→ DIRECTION:
Repeat the sales enablement text from "Training and coaching" to "to be false.", switching "reps" to "sellers".

Sales enablement helps sales leaders achieve higher quota attainment, more revenue, higher sales velocity, and increased lead conversion rates.
Since your organization can no longer afford to avoid sales enablement, we’ve included five ways tips to help you quickly get your sales enablement program up and running.
Training and coaching salespeople are one of the key processes of every successful sales team.
On the one hand, training gives reps current product knowledge and sales best practices. Coaching, on the other, provides reps with the guidance and accountability they need to stay on track of their goals and tasks.
One of the most common misconceptions about sales enablement is sales leaders believe it’s a new fancy way of naming sales training or coaching. This turns out to be false.
To start, in a sales enablement program, sales coaching is still carried out by managers. There are no changes in that process.

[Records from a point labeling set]
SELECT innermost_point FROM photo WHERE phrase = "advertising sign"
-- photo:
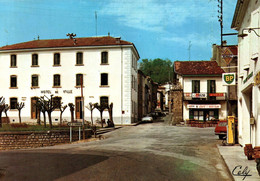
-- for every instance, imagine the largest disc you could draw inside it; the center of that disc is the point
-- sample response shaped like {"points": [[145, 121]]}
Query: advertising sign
{"points": [[199, 95], [204, 106], [229, 79]]}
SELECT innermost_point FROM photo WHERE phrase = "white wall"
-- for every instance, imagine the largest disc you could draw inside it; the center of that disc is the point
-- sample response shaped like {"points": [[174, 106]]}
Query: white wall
{"points": [[248, 52], [119, 78]]}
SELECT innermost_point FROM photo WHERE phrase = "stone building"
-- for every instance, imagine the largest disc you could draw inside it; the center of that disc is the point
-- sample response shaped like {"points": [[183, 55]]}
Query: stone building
{"points": [[106, 65], [246, 21]]}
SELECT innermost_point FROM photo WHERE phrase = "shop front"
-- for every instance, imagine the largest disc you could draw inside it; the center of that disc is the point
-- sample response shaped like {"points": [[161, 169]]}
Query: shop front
{"points": [[204, 112]]}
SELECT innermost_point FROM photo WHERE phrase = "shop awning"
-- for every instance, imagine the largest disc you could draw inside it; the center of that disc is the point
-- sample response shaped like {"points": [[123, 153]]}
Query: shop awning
{"points": [[204, 106]]}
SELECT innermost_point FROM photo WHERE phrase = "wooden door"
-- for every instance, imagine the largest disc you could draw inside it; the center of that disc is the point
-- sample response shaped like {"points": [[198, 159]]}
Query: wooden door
{"points": [[78, 111], [33, 108]]}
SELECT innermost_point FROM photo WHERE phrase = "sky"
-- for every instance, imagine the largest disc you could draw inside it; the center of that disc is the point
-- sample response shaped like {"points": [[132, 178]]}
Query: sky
{"points": [[166, 29]]}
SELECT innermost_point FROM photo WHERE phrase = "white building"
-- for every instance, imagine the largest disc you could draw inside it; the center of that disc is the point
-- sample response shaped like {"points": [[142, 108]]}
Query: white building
{"points": [[55, 67], [246, 22], [204, 96]]}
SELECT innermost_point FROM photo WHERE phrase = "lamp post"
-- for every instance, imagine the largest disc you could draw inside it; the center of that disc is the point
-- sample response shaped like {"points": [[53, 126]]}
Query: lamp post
{"points": [[82, 107]]}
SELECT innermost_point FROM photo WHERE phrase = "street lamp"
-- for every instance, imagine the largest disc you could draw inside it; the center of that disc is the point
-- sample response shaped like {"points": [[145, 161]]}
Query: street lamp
{"points": [[242, 35]]}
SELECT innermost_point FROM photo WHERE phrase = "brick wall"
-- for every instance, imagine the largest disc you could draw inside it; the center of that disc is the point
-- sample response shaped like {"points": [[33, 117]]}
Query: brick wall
{"points": [[20, 140]]}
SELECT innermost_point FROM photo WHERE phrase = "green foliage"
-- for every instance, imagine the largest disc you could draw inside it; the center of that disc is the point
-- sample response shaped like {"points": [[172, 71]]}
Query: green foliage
{"points": [[161, 71]]}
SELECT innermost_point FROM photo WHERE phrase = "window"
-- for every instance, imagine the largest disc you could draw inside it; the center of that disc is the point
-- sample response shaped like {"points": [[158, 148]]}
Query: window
{"points": [[13, 103], [35, 81], [56, 59], [211, 88], [104, 100], [13, 81], [104, 58], [56, 102], [13, 61], [195, 86], [56, 80], [79, 77], [35, 60], [104, 79], [79, 60]]}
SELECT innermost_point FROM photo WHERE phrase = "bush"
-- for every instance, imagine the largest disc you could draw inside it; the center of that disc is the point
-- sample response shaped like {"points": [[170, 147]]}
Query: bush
{"points": [[19, 125]]}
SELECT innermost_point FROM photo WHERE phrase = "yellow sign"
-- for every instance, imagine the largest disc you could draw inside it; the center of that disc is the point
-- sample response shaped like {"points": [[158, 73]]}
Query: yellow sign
{"points": [[227, 55], [231, 130], [257, 78]]}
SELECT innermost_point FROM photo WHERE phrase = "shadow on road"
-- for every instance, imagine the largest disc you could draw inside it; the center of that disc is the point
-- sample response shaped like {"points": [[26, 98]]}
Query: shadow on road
{"points": [[34, 166]]}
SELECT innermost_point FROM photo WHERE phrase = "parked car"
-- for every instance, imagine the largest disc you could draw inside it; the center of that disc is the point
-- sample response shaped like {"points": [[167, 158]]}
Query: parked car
{"points": [[147, 118], [221, 129]]}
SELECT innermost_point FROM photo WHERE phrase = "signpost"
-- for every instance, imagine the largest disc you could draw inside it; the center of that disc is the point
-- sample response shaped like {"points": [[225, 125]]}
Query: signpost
{"points": [[229, 79], [74, 124]]}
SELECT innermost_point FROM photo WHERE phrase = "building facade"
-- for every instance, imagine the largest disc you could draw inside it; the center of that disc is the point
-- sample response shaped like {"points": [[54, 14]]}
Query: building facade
{"points": [[106, 67], [204, 96], [147, 95], [226, 57], [246, 21]]}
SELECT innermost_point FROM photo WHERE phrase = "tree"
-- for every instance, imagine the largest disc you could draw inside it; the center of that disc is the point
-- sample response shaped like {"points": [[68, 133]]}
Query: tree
{"points": [[41, 105], [62, 109], [2, 107], [72, 108], [48, 106], [110, 111], [7, 107], [91, 107], [101, 108], [161, 71], [19, 107]]}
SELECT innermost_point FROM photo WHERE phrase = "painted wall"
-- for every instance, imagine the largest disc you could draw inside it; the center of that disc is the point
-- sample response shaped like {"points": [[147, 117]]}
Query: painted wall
{"points": [[121, 67], [248, 53]]}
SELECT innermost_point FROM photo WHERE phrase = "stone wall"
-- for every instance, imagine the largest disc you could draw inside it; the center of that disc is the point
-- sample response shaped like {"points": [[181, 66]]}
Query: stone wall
{"points": [[21, 140], [176, 103]]}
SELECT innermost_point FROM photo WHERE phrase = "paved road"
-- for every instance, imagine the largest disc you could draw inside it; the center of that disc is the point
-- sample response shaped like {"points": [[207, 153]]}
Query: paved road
{"points": [[144, 152]]}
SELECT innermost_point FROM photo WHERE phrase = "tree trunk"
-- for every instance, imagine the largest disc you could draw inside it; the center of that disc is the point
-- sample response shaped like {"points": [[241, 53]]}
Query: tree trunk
{"points": [[38, 117], [91, 118], [0, 119], [60, 118], [20, 120], [101, 116], [44, 119], [49, 116], [72, 116]]}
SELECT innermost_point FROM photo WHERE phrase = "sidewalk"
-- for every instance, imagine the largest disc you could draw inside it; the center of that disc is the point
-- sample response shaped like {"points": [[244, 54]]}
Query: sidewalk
{"points": [[238, 164]]}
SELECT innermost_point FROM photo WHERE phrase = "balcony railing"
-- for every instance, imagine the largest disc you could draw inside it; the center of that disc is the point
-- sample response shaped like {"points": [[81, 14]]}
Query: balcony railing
{"points": [[219, 96]]}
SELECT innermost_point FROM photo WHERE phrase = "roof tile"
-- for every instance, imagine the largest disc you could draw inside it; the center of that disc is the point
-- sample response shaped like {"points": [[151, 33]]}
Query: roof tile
{"points": [[197, 68], [55, 43]]}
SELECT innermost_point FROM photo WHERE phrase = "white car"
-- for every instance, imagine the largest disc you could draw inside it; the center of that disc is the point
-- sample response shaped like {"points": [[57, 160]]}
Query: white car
{"points": [[147, 118]]}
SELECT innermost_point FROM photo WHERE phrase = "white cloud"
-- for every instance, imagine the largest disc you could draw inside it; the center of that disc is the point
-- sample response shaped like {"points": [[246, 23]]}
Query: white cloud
{"points": [[155, 15]]}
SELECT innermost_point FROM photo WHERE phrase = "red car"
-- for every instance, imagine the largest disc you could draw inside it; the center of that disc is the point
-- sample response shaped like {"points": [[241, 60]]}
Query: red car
{"points": [[221, 129]]}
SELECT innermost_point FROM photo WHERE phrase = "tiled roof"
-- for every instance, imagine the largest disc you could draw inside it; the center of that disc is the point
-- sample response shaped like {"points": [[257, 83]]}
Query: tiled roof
{"points": [[55, 43], [197, 68]]}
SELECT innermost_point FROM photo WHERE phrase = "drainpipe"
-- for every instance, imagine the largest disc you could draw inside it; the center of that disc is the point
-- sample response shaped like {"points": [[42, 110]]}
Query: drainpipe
{"points": [[121, 84]]}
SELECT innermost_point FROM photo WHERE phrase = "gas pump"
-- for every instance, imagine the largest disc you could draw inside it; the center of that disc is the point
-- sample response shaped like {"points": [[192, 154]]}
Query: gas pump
{"points": [[231, 130]]}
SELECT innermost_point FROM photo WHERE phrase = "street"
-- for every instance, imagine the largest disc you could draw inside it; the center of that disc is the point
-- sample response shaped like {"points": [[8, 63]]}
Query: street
{"points": [[152, 151]]}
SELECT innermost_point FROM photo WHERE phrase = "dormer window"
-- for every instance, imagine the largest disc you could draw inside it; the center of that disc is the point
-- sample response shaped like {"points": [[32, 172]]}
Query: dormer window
{"points": [[104, 58], [13, 61], [56, 61], [79, 58], [35, 60]]}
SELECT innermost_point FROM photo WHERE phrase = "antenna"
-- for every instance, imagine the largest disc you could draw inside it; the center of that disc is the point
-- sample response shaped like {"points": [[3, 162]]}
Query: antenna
{"points": [[189, 49], [96, 21]]}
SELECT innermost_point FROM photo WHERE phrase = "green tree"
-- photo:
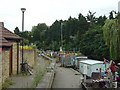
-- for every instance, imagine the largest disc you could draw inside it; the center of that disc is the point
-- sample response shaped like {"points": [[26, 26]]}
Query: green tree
{"points": [[91, 17], [111, 38], [93, 45]]}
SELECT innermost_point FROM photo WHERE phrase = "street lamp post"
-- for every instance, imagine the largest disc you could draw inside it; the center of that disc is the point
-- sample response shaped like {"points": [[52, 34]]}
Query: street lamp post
{"points": [[61, 37], [23, 10]]}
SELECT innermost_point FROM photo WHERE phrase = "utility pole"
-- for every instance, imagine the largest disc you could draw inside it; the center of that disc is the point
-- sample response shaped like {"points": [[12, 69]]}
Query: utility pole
{"points": [[119, 30], [61, 36]]}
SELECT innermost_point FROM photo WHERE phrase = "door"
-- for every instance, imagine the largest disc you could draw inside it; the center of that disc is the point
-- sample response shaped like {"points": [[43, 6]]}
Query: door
{"points": [[10, 61]]}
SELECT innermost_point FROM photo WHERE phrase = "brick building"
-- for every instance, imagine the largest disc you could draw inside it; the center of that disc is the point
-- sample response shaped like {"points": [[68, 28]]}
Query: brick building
{"points": [[9, 52]]}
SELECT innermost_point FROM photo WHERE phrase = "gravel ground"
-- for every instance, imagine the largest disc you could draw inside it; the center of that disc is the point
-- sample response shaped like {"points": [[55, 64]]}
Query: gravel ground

→ WRITTEN REPLY:
Training and coaching salespeople are one of the key processes of every successful sales team.
On the one hand, training gives sellers current product knowledge and sales best practices. Coaching, on the other, provides sellers with the guidance and accountability they need to stay on track of their goals and tasks.
One of the most common misconceptions about sales enablement is sales leaders believe it’s a new fancy way of naming sales training or coaching. This turns out to be false.